*The problem:* Reproduce the data below word for word, leaving out the pictures.

*Data for this exercise:*

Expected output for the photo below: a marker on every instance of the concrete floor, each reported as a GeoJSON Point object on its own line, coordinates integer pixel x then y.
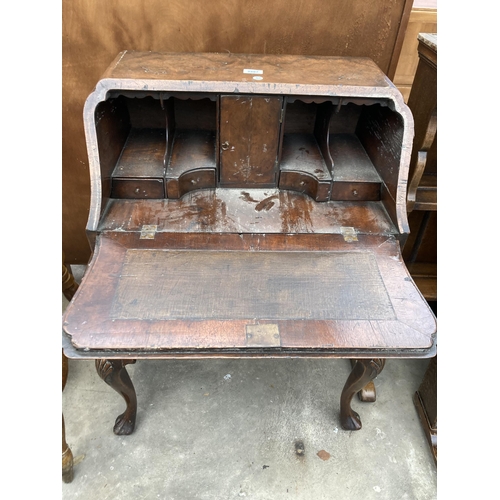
{"type": "Point", "coordinates": [227, 429]}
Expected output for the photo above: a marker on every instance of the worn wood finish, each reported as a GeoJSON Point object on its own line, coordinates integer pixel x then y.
{"type": "Point", "coordinates": [364, 371]}
{"type": "Point", "coordinates": [425, 400]}
{"type": "Point", "coordinates": [423, 19]}
{"type": "Point", "coordinates": [406, 324]}
{"type": "Point", "coordinates": [368, 394]}
{"type": "Point", "coordinates": [114, 373]}
{"type": "Point", "coordinates": [192, 164]}
{"type": "Point", "coordinates": [384, 133]}
{"type": "Point", "coordinates": [420, 251]}
{"type": "Point", "coordinates": [69, 288]}
{"type": "Point", "coordinates": [249, 132]}
{"type": "Point", "coordinates": [67, 454]}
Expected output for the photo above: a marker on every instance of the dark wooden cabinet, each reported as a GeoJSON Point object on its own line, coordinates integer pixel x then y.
{"type": "Point", "coordinates": [247, 206]}
{"type": "Point", "coordinates": [420, 253]}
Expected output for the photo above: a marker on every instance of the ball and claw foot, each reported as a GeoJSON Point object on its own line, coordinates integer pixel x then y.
{"type": "Point", "coordinates": [67, 465]}
{"type": "Point", "coordinates": [364, 371]}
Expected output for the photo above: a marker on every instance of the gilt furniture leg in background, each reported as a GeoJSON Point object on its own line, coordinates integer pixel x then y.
{"type": "Point", "coordinates": [425, 400]}
{"type": "Point", "coordinates": [364, 371]}
{"type": "Point", "coordinates": [113, 372]}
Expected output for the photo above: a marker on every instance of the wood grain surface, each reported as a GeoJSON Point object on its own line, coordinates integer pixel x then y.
{"type": "Point", "coordinates": [406, 325]}
{"type": "Point", "coordinates": [93, 32]}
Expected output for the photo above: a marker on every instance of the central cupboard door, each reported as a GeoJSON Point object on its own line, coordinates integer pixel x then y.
{"type": "Point", "coordinates": [249, 138]}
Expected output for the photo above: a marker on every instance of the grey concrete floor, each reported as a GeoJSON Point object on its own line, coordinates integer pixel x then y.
{"type": "Point", "coordinates": [227, 429]}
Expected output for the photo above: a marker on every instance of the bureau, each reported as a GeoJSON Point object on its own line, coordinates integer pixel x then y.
{"type": "Point", "coordinates": [246, 206]}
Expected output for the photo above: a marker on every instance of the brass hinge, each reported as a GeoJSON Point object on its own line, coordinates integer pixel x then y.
{"type": "Point", "coordinates": [148, 232]}
{"type": "Point", "coordinates": [349, 234]}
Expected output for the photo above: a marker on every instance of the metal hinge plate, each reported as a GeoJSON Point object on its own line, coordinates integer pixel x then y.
{"type": "Point", "coordinates": [148, 232]}
{"type": "Point", "coordinates": [349, 234]}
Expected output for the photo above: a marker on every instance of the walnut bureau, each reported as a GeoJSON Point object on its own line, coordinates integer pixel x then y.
{"type": "Point", "coordinates": [246, 206]}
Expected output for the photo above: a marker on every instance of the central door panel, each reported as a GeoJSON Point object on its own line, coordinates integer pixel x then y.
{"type": "Point", "coordinates": [249, 138]}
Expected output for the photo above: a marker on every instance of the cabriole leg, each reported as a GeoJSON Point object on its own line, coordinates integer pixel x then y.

*Output of the exercise:*
Expected output for the photo below: a marker on every instance of the concrete floor, each reported as a GeoJSON Point object on its own line, coordinates integer pixel x then y.
{"type": "Point", "coordinates": [227, 429]}
Expected output for the photo above: a marker on every instance of the worn wood finish, each reported as a GeoJSON Point object on its own line, coordinates integer pixel x then y.
{"type": "Point", "coordinates": [364, 371]}
{"type": "Point", "coordinates": [425, 400]}
{"type": "Point", "coordinates": [423, 19]}
{"type": "Point", "coordinates": [406, 324]}
{"type": "Point", "coordinates": [368, 394]}
{"type": "Point", "coordinates": [114, 373]}
{"type": "Point", "coordinates": [192, 164]}
{"type": "Point", "coordinates": [384, 133]}
{"type": "Point", "coordinates": [420, 251]}
{"type": "Point", "coordinates": [69, 288]}
{"type": "Point", "coordinates": [249, 132]}
{"type": "Point", "coordinates": [67, 454]}
Expected output for the photo above: a marker on every instance of the dark wooden cabinet, each reported as a GeoJSON Point object on its own line, coordinates integer pixel x then y.
{"type": "Point", "coordinates": [247, 206]}
{"type": "Point", "coordinates": [420, 253]}
Expected output for the photo above: a marker on every instance of the ball and claw foot, each reported as a GeoJSON Point object on its own line, coordinates integer pixel x then y.
{"type": "Point", "coordinates": [67, 465]}
{"type": "Point", "coordinates": [364, 371]}
Expected output for the photo above: a marker on every instance of the gilt furniture leg in background, each reported as a GeoJSON Point object on its own line, coordinates integer pixel x then y.
{"type": "Point", "coordinates": [425, 400]}
{"type": "Point", "coordinates": [364, 371]}
{"type": "Point", "coordinates": [113, 372]}
Expected output for the photo above: a marker on every instance of the wood grain surface, each reported as a GeoJSON Point object on its own line, coordinates integer pixel x then y.
{"type": "Point", "coordinates": [406, 325]}
{"type": "Point", "coordinates": [93, 32]}
Expected output for the photo above: a marker on every instance of the central cupboard door, each reported as a GeoJSON Point object on its own line, coordinates integer pixel x then y.
{"type": "Point", "coordinates": [249, 138]}
Expected output for the photo above: a marker on every instance of the grey concrete floor, each reported as a GeoJSON Point object on its own line, coordinates integer pixel x then y.
{"type": "Point", "coordinates": [227, 429]}
Expected output for the photo above: a marker on every instance of the bureau, each reported as a GeoJSON Point object on its own line, coordinates integer pixel x then y.
{"type": "Point", "coordinates": [246, 206]}
Expected output for the photo above: a marker on every instance of the brass hinge, each reported as a GeoJSON Point object on its own line, coordinates integer pixel x then y.
{"type": "Point", "coordinates": [148, 232]}
{"type": "Point", "coordinates": [349, 234]}
Expected output for the photo above: a marker on every instance of the metal hinge plate, each reported as a GeoJSON Point object on its own line, coordinates integer pixel x then y.
{"type": "Point", "coordinates": [148, 232]}
{"type": "Point", "coordinates": [349, 234]}
Expected output for the photo above: a marker on every instance of the walnut bureau, each reported as a GeoJSON Point object on its own line, coordinates integer pixel x then y.
{"type": "Point", "coordinates": [246, 206]}
Expected output for the photo above: a marker on every instance of the central door panel, each reported as a GeoJSON Point object on its own line, coordinates integer pixel x then y.
{"type": "Point", "coordinates": [249, 138]}
Expected output for the photo above: a marker on every instance of the cabriole leg, each reported as a GeoJSON Point object on its own line, coordinates integer pixel x then y.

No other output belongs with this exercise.